Exercise task -
Please repeat all of the lines that follow, exactly as written.

┄┄┄┄┄┄┄┄┄┄

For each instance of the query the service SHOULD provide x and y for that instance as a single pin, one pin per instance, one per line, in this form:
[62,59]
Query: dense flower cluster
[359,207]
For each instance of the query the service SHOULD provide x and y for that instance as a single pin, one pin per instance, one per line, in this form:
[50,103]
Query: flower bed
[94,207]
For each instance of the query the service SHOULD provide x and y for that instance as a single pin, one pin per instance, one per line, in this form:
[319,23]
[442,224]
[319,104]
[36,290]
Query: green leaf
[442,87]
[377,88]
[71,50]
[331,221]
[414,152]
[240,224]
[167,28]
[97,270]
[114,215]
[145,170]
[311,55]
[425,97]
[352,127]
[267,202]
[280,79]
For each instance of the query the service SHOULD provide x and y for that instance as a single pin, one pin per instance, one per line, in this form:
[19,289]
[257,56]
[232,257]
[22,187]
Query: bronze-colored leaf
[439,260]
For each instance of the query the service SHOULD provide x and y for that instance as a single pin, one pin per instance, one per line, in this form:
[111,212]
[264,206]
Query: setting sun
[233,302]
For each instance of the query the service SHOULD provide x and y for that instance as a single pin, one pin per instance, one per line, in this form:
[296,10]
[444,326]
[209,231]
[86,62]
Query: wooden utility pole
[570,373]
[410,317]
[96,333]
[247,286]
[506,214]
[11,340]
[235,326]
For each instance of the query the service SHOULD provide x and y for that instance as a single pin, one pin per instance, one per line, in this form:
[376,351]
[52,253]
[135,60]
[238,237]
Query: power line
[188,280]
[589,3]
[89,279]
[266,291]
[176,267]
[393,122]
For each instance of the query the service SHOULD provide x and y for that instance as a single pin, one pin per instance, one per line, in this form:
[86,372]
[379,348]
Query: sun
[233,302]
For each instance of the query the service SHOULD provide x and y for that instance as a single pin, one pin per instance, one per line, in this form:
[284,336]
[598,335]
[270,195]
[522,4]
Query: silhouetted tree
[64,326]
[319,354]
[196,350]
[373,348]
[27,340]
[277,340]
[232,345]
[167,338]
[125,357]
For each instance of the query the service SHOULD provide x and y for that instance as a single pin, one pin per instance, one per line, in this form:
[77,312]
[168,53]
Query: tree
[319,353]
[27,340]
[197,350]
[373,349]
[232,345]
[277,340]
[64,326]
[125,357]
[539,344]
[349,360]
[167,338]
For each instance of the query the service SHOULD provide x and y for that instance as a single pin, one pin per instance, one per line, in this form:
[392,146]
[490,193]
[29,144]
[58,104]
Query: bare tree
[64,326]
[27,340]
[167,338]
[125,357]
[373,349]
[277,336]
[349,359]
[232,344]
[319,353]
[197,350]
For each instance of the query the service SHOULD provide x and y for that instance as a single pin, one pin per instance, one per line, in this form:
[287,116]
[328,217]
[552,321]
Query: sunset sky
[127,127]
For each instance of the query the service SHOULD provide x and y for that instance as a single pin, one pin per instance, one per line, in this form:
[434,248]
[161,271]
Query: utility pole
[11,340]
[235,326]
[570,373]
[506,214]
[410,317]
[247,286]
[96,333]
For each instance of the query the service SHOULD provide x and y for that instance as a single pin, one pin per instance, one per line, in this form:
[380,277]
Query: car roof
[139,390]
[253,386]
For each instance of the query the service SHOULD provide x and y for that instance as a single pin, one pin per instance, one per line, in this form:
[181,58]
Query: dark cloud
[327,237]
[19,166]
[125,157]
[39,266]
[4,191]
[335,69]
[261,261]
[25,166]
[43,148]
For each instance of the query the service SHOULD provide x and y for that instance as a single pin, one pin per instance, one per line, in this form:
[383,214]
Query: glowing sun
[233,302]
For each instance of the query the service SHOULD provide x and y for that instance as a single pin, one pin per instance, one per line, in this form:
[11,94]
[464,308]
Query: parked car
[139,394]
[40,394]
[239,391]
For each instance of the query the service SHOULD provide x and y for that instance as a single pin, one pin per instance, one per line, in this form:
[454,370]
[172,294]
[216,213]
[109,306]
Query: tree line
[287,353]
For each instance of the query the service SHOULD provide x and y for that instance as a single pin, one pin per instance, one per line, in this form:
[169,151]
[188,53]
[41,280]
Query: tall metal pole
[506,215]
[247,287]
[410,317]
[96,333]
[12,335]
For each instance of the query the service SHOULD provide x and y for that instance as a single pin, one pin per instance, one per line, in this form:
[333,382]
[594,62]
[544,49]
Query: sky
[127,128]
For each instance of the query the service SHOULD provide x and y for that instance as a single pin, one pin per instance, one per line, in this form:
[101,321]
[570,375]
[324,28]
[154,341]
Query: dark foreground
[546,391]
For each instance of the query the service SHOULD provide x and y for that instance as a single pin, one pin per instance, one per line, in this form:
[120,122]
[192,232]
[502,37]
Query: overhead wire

┄┄┄┄┄┄┄┄┄┄

Expected output -
For each instance of the query the service SHOULD provide x and y for that instance as a single pin, one pin per instance, one per line, in this form:
[62,59]
Query: dense flower cluster
[359,207]
For each instance of the query the service SHOULD provide x and y for that instance as a single pin, one pin per instance, one per line, in this form:
[50,103]
Query: flower bed
[94,207]
For each instance of the query the service SHOULD provide x and y for that instance as a single pin, one pin per instance, one per line, in this form:
[319,23]
[442,224]
[319,104]
[36,290]
Query: green leaf
[442,87]
[377,88]
[71,50]
[331,221]
[414,152]
[240,224]
[167,28]
[97,270]
[114,215]
[145,170]
[311,55]
[425,97]
[352,127]
[267,202]
[280,79]
For each instance of the query the service SHOULD provide x and y for that instance as a single pin, one pin per instance, one per line, in this form:
[19,289]
[257,56]
[232,257]
[22,187]
Query: bronze-colored leaf
[439,260]
For each instance of the query the service SHOULD provide x and y for that instance as a single pin, one pin per instance, one per line, in this form:
[111,212]
[264,206]
Query: setting sun
[233,302]
For each instance of the query the service SHOULD provide x and y for that instance as a single pin, one pin per instance, one per line, in this form:
[296,10]
[444,326]
[209,231]
[86,62]
Query: wooden utility pole
[570,373]
[410,317]
[96,333]
[247,286]
[506,214]
[11,340]
[235,326]
For each instance of the query the service SHOULD provide x and y for that instance as a single pin, one pin per instance, one per line, in this form:
[376,351]
[52,253]
[135,60]
[238,237]
Query: power line
[188,280]
[589,3]
[89,279]
[266,291]
[176,267]
[393,122]
For each instance of the query the service SHOULD provide x and y for that instance as a single pin, one pin per instance, one per line, in this form:
[86,372]
[379,348]
Query: sun
[233,302]
For each instance of the query the service SHOULD provide x and y for that instance as a single pin, one pin per instance, one per line, in this form:
[284,336]
[598,335]
[270,195]
[522,4]
Query: silhouetted tree
[64,326]
[319,354]
[196,350]
[373,348]
[27,340]
[277,340]
[232,345]
[167,338]
[125,357]
For each instance of the query the service SHOULD provide x and y for that instance as a single pin, one pin per instance, one per line, in this form:
[77,312]
[168,53]
Query: tree
[319,353]
[27,340]
[197,350]
[373,349]
[232,345]
[277,340]
[64,326]
[125,357]
[539,344]
[349,360]
[167,338]
For each instance of the query the service SHOULD provide x and y for that instance as a single pin, one pin per instance, one per line, in this form:
[392,146]
[490,193]
[29,144]
[58,104]
Query: bare tree
[64,326]
[27,340]
[167,338]
[125,357]
[373,349]
[277,336]
[349,359]
[232,344]
[319,353]
[197,350]
For each instance of the query the service SHOULD provide x and y for that instance as a single pin, one pin per instance, one per line, in this form:
[287,116]
[328,217]
[552,321]
Query: sunset sky
[127,127]
For each instance of the query the service SHOULD provide x and y for that instance as a single pin, one pin per instance, one per line, in this form:
[434,248]
[161,271]
Query: utility pole
[11,340]
[235,326]
[570,373]
[506,214]
[410,317]
[247,286]
[96,333]
For each instance of the query the service SHOULD provide x and y for that instance as a single pin, one pin per instance, one per line, in this form:
[380,277]
Query: car roof
[139,390]
[253,386]
For each instance of the query the service SHOULD provide x and y for that instance as a single pin, one pin per instance, one per line, in this form:
[181,58]
Query: dark cloud
[327,237]
[19,166]
[125,157]
[39,266]
[4,191]
[335,69]
[261,261]
[25,166]
[43,148]
For each instance of the query the service SHOULD provide x and y for that instance as a single pin, one pin per instance, one per line, in this form:
[383,214]
Query: glowing sun
[233,302]
For each instance of the query the service SHOULD provide x and y for that instance as a single pin, one pin per instance, one per line, in this form:
[11,94]
[464,308]
Query: parked car
[139,394]
[40,394]
[239,391]
For each instance of the query the service SHOULD provide x and y for that instance as a single pin, one pin per instance, one per line, in this form:
[454,370]
[172,294]
[216,213]
[109,306]
Query: tree line
[287,353]
For each instance of the query the service SHOULD provide x and y for that instance as a single pin, one pin per instance, one per line, in this form:
[169,151]
[188,53]
[41,280]
Query: tall metal pole
[506,215]
[247,287]
[410,317]
[96,333]
[12,335]
For each instance of the query the service SHOULD provide x and y for that instance as a single pin, one pin per instance, one per line, in this form:
[333,382]
[594,62]
[544,49]
Query: sky
[127,128]
For each instance of the query the service SHOULD provide x and y for that instance as a single pin, one pin per instance, one per line, in this form:
[101,321]
[570,375]
[324,28]
[154,341]
Query: dark foreground
[546,391]
For each instance of the query the service SHOULD provide x and y for that instance as a single pin, one pin per instance, one per line, in this form:
[120,122]
[192,232]
[502,37]
Query: overhead wire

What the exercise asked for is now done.